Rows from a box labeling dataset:
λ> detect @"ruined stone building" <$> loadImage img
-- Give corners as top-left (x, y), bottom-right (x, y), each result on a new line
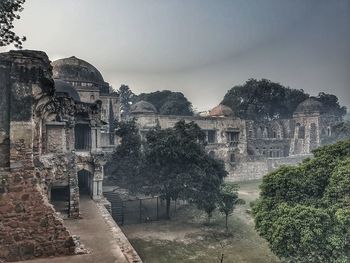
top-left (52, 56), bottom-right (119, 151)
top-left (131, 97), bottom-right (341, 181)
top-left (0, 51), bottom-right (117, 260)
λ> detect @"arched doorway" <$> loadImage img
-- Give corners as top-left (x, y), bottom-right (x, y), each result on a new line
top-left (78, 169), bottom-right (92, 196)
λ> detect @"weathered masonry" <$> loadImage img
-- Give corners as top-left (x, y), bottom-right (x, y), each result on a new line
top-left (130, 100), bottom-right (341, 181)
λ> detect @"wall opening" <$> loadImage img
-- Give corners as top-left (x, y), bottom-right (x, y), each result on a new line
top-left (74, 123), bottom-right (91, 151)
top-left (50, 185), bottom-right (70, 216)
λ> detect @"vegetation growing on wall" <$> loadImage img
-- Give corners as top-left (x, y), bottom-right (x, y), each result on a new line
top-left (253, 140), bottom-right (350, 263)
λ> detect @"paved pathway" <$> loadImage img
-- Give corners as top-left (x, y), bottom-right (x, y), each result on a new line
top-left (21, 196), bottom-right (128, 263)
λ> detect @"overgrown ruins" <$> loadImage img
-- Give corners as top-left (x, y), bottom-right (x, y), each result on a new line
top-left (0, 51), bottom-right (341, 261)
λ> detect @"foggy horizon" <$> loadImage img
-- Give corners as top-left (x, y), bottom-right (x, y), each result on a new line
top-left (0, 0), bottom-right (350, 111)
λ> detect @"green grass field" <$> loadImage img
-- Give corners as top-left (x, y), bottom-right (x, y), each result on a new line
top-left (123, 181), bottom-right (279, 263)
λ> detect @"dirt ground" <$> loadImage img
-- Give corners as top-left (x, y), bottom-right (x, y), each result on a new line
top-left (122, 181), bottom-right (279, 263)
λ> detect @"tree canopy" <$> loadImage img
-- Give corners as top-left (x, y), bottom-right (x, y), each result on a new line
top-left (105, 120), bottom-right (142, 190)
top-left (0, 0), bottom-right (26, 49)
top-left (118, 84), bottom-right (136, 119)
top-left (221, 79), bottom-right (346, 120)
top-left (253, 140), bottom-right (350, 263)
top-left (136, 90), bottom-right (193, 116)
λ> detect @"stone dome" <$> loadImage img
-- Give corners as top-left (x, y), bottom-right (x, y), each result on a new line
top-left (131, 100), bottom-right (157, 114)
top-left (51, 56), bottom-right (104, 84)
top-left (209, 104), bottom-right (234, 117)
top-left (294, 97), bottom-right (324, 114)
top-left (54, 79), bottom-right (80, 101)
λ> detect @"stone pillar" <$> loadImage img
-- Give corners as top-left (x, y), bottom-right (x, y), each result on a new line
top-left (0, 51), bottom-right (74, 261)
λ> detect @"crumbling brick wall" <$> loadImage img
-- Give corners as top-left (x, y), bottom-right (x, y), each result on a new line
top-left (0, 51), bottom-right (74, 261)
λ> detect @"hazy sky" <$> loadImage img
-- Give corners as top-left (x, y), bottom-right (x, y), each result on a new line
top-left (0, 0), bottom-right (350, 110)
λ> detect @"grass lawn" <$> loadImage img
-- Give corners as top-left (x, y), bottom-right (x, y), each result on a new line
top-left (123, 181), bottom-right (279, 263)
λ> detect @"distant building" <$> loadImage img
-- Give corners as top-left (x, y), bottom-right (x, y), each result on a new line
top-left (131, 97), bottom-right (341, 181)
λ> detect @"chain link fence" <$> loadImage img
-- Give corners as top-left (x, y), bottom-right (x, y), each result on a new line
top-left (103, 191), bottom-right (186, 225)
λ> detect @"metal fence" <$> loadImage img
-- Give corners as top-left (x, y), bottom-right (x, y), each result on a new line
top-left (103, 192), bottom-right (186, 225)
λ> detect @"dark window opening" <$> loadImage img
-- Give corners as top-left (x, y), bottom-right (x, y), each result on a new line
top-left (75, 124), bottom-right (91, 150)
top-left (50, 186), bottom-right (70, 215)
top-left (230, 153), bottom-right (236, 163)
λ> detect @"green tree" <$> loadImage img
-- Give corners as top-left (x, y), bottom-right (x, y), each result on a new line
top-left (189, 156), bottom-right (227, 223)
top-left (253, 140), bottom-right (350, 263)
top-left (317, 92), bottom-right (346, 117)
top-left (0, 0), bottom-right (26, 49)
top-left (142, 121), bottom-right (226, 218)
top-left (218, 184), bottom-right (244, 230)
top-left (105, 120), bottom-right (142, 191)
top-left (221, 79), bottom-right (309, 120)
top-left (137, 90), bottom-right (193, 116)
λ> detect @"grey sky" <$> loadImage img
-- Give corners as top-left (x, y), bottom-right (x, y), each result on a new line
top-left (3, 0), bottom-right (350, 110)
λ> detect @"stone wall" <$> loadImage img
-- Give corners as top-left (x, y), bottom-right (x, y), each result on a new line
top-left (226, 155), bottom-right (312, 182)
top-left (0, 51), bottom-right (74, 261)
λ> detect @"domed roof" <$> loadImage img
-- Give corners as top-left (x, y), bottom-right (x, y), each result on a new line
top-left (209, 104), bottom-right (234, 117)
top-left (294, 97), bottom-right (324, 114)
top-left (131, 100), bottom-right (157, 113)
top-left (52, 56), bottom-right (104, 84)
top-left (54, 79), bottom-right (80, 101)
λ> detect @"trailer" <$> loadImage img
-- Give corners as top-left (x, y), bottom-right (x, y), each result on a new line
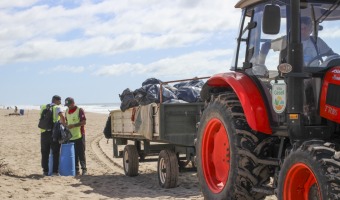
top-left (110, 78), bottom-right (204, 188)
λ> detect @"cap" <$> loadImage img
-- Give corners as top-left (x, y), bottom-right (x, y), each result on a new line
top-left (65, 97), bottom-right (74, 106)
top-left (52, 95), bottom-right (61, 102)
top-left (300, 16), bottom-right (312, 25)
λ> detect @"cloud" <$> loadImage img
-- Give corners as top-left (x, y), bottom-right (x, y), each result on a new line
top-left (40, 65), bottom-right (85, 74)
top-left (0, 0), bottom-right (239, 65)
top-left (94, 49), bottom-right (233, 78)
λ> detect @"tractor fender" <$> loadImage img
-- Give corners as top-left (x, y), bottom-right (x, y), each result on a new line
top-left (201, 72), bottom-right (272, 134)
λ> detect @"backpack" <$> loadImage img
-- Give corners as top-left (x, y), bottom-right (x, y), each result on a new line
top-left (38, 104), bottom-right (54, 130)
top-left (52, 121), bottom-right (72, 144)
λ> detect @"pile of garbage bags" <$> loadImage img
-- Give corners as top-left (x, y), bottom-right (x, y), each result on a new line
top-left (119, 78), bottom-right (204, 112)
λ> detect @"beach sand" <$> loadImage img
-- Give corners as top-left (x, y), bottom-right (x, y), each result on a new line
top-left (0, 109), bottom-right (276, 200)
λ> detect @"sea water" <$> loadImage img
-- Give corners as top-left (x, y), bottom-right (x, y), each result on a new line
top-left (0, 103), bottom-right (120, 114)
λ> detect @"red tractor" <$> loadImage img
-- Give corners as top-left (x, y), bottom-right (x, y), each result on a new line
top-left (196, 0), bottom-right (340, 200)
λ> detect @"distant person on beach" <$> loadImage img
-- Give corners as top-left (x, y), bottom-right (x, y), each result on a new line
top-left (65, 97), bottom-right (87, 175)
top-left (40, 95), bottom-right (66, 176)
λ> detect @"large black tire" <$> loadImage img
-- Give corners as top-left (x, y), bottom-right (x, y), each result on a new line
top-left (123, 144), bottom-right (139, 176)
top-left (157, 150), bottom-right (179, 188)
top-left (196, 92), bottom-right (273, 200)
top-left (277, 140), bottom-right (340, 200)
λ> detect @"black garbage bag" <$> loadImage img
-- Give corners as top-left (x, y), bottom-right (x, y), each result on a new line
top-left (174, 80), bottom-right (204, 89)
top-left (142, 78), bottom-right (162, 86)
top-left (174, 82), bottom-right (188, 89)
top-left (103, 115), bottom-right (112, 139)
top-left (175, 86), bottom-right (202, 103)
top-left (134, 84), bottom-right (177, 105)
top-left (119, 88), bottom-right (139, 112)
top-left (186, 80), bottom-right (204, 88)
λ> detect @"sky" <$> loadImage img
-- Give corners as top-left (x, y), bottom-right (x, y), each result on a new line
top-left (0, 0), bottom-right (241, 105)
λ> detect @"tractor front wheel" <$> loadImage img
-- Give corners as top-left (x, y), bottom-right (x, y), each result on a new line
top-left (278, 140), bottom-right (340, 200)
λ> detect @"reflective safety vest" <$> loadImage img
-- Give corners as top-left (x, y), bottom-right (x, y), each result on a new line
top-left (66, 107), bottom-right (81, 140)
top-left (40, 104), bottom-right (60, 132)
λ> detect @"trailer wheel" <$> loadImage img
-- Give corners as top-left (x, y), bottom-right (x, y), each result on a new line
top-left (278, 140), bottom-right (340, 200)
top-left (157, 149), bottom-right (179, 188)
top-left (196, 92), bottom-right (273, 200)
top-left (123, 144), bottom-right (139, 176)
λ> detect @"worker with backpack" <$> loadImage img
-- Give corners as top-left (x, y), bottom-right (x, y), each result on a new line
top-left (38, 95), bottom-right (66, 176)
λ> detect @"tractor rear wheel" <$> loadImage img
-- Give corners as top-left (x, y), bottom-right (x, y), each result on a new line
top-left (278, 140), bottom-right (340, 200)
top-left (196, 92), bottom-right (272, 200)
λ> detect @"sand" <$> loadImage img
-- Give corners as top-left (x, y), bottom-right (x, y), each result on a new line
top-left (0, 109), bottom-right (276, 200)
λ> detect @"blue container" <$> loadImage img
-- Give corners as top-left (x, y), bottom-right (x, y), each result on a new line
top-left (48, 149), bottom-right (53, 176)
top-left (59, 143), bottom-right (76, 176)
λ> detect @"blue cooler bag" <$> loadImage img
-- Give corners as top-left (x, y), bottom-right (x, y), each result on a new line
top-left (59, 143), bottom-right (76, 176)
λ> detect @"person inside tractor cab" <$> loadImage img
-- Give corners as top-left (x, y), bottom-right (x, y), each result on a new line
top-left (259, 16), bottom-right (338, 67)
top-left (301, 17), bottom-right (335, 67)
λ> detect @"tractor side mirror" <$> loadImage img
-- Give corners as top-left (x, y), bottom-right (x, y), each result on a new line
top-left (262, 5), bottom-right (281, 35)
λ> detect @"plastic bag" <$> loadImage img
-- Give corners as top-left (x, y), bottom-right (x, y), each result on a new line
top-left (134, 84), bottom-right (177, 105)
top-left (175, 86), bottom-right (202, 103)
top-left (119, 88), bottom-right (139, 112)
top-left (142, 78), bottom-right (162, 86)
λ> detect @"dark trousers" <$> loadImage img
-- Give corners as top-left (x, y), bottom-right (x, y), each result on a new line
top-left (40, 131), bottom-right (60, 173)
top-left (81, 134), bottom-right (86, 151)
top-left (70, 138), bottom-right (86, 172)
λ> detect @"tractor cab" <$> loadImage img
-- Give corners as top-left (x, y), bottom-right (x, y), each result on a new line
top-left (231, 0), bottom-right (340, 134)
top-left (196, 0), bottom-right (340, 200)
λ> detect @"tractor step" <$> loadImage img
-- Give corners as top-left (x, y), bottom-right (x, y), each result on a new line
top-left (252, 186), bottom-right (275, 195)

→ The request: Please recast the records from their first line through the line holding "top-left (0, 51), bottom-right (117, 260)", inclusive, as a JSON list of strings with one string per line and blank lines omitted. Leave the pictures out of the answer.

→ Finished answer:
[
  "λ> detect @\"ruined stone building\" <$> loadImage img",
  "-- Give corners as top-left (x, y), bottom-right (x, y), each result on a new line",
  "top-left (52, 56), bottom-right (119, 151)",
  "top-left (131, 97), bottom-right (341, 181)",
  "top-left (0, 51), bottom-right (117, 260)"
]